(Raw records)

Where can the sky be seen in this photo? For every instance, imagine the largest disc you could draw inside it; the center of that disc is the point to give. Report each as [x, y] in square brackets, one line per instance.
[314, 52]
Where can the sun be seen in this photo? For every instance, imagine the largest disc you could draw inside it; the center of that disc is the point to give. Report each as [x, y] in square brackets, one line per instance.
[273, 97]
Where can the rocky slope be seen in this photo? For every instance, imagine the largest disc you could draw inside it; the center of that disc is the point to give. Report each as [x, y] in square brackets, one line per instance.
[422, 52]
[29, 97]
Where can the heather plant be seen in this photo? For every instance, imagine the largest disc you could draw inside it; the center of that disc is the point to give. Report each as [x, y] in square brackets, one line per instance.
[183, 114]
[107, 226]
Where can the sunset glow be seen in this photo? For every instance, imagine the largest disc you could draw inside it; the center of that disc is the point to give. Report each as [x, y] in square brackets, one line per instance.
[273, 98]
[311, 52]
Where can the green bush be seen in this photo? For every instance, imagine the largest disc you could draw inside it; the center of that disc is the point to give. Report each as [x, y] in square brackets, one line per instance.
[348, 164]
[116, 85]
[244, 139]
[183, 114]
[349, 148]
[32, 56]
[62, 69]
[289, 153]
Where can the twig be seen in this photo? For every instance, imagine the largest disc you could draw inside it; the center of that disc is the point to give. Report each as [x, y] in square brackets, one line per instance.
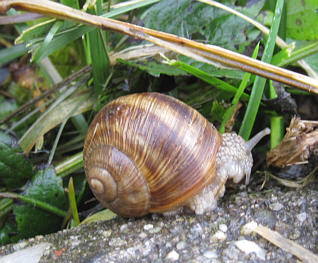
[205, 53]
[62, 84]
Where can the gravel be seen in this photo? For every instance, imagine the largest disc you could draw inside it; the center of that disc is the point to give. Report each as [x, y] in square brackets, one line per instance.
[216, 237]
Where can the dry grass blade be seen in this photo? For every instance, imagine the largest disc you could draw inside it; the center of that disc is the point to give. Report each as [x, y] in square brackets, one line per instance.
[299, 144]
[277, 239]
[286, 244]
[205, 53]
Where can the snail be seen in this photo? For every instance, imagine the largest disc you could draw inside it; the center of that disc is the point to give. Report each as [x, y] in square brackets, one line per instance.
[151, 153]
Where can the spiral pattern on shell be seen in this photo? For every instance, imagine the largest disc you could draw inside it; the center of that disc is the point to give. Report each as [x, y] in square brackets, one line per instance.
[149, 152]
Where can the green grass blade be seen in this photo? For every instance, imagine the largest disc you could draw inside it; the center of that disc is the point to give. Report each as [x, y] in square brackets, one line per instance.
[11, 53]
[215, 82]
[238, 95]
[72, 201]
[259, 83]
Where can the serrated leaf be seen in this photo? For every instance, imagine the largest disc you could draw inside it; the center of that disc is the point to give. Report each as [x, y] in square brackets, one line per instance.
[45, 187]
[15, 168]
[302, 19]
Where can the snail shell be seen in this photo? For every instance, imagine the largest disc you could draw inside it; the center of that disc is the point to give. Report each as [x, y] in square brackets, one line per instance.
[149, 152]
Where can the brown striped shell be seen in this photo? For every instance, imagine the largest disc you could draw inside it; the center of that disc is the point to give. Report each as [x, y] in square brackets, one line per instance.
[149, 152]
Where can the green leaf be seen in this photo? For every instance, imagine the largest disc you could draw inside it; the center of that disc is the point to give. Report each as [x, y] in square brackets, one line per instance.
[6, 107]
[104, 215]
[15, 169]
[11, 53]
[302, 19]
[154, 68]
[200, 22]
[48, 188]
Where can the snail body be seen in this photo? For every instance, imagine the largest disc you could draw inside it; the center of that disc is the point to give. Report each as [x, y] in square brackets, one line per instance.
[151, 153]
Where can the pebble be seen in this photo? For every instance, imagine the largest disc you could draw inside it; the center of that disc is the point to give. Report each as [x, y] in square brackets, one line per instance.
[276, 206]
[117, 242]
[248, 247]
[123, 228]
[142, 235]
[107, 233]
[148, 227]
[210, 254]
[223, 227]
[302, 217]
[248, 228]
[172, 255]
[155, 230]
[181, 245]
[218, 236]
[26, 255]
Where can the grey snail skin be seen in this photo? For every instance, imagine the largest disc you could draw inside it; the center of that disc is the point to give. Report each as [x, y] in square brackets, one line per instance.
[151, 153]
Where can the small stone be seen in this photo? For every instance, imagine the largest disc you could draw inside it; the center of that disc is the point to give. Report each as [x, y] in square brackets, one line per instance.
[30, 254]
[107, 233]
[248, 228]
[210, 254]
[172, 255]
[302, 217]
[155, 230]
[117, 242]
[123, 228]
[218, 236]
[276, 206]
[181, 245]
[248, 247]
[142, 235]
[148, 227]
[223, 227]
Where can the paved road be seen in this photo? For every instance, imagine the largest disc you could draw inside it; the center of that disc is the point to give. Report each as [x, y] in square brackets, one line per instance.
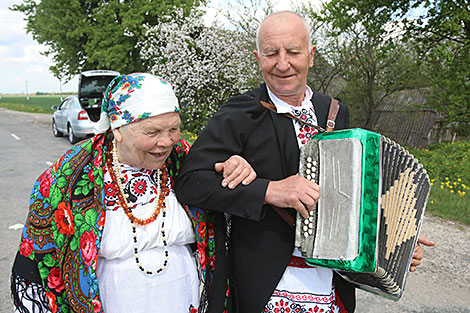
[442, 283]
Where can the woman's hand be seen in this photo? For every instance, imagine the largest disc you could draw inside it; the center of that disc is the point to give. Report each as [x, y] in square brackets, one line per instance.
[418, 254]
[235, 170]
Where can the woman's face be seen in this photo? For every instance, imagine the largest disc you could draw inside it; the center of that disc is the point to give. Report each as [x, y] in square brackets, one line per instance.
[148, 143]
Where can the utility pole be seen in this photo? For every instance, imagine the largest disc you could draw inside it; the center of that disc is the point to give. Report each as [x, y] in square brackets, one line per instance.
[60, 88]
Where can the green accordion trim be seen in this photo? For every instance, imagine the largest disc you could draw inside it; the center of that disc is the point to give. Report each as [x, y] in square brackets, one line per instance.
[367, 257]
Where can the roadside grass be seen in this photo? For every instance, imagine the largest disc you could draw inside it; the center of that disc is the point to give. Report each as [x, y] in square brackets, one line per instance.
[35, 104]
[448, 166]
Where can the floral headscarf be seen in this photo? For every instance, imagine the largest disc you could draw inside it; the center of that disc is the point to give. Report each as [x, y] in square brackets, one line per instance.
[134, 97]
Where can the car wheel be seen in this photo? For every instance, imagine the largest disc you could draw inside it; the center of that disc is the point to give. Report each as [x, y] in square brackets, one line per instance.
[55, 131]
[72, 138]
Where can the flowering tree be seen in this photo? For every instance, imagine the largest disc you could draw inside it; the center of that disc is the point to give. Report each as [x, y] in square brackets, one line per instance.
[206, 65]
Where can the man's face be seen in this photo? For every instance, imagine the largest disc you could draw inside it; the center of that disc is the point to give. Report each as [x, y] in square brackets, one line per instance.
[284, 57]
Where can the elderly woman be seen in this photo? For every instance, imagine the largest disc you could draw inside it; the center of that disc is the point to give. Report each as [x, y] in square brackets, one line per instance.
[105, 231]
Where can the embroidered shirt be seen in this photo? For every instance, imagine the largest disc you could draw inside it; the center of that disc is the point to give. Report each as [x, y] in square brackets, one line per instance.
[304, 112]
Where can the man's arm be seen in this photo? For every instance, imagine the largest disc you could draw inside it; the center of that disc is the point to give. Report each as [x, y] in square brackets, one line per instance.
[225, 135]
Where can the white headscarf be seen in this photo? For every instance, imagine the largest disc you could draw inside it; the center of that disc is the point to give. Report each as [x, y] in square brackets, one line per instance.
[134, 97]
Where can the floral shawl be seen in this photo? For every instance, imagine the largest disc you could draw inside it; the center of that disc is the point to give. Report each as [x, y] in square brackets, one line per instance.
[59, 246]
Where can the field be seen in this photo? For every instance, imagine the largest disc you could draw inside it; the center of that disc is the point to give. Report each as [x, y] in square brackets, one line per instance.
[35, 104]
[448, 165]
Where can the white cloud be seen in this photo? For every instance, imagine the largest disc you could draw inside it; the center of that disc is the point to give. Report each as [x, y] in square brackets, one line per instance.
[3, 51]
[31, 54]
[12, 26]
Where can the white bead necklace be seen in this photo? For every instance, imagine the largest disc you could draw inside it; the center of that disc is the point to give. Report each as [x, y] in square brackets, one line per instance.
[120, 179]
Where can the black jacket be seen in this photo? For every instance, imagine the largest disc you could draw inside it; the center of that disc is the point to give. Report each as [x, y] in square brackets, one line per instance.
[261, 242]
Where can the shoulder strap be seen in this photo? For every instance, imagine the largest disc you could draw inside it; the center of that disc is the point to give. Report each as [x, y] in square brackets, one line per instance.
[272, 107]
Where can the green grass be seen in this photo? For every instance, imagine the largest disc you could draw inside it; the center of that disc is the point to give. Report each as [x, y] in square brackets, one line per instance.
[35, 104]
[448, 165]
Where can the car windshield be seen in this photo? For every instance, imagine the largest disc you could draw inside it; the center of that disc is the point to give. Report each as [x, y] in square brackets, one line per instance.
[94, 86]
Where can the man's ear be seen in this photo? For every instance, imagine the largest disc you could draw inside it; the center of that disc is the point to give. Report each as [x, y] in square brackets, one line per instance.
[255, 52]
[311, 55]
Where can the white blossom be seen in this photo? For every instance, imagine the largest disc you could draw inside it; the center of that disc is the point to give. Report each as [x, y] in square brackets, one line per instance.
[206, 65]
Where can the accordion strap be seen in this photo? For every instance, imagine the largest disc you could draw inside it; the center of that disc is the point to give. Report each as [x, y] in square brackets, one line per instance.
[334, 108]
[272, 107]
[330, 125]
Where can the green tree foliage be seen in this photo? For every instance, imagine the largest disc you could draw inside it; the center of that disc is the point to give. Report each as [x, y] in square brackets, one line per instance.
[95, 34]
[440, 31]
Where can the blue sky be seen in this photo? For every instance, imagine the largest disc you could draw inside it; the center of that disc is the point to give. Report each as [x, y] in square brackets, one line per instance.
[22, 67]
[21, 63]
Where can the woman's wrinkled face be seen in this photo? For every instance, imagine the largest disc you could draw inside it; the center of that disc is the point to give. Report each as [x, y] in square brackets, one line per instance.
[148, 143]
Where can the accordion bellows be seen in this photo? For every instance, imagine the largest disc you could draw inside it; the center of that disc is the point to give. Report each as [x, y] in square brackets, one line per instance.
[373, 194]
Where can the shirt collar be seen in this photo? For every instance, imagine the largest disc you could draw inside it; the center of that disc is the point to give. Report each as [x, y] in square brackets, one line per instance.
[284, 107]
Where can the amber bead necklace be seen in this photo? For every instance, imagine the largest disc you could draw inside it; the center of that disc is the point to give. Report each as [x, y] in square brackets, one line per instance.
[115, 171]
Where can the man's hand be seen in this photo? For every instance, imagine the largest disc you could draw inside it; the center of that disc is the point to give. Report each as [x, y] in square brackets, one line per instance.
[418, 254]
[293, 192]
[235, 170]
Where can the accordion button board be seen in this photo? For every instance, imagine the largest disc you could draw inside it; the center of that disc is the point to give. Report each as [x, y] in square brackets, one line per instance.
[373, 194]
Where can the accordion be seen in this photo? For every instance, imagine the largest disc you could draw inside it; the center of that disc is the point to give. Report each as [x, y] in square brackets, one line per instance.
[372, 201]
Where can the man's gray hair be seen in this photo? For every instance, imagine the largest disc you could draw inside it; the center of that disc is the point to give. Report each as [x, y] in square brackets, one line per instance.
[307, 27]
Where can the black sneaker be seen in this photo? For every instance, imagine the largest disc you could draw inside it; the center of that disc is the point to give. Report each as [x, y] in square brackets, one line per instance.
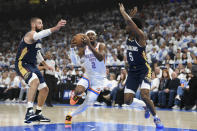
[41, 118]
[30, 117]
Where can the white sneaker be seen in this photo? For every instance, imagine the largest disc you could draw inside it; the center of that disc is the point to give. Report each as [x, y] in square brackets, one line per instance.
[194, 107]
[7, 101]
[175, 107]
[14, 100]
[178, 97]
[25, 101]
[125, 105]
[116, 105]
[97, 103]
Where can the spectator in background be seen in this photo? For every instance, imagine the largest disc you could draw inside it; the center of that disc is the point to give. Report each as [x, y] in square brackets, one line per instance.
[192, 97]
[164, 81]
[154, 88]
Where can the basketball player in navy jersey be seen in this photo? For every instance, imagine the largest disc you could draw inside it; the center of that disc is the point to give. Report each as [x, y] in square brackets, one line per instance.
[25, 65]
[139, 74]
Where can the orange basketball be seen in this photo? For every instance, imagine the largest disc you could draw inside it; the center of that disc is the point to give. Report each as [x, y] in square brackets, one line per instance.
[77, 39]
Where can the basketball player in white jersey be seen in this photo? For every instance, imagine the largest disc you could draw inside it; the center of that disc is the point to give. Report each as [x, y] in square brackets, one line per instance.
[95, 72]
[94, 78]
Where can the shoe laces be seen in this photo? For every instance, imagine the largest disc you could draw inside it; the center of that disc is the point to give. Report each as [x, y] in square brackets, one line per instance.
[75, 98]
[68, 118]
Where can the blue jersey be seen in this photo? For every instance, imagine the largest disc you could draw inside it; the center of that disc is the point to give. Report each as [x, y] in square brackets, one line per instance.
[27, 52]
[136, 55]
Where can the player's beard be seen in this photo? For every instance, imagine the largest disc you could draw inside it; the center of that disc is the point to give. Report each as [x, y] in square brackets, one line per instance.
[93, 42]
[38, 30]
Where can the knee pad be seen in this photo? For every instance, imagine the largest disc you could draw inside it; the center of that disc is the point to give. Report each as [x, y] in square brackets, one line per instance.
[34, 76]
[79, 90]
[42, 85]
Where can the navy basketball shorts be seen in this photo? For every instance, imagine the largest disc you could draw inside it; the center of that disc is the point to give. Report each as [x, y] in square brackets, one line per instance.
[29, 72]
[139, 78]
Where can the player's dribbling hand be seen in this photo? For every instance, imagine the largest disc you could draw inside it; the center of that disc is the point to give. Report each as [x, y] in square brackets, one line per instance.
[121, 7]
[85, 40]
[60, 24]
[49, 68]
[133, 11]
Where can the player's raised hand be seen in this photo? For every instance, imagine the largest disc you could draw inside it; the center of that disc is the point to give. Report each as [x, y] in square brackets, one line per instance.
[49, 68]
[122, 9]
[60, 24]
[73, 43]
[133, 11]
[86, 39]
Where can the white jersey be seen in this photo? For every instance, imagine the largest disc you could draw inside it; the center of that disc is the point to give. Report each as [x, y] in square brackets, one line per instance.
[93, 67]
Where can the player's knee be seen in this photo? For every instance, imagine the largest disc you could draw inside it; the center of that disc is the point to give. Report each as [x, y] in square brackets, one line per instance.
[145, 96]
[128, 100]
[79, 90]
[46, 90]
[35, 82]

▸ THE TASK
Copy only this span: the line that contains "Where can the player's dribbling", the last line, and every line between them.

▸ SOLVED PROBLEM
Where can the player's dribbling hand be seen in this photo? For every instance, imagine the largest disc you could draw inside it; the center of that disc is the point to give. Report each as [x, y] in square brackets, one line per instance.
[121, 7]
[85, 40]
[60, 24]
[49, 68]
[133, 11]
Where can the player's raised hand be seen in this photo? For every instance, imagine the largest disc you could draw inside it; the center of that disc is the point to give. Report each as [x, y] in square brackets, one line per instance.
[49, 68]
[122, 9]
[60, 24]
[73, 43]
[133, 11]
[86, 39]
Where can the white jersey be seen in this photo? For every instance, imagine the largest disc you could draw inside it; the center of that disc is the point to give. Report each as [x, y] in square brackets, one line per instance.
[93, 67]
Where can the player's knee be seen in this photo? For every instance, imagine the largest disc you could draw inside it; the center of that disc is the point to give. Report each as [x, y] in square brackets, one line per instance.
[145, 96]
[128, 100]
[79, 90]
[46, 90]
[35, 82]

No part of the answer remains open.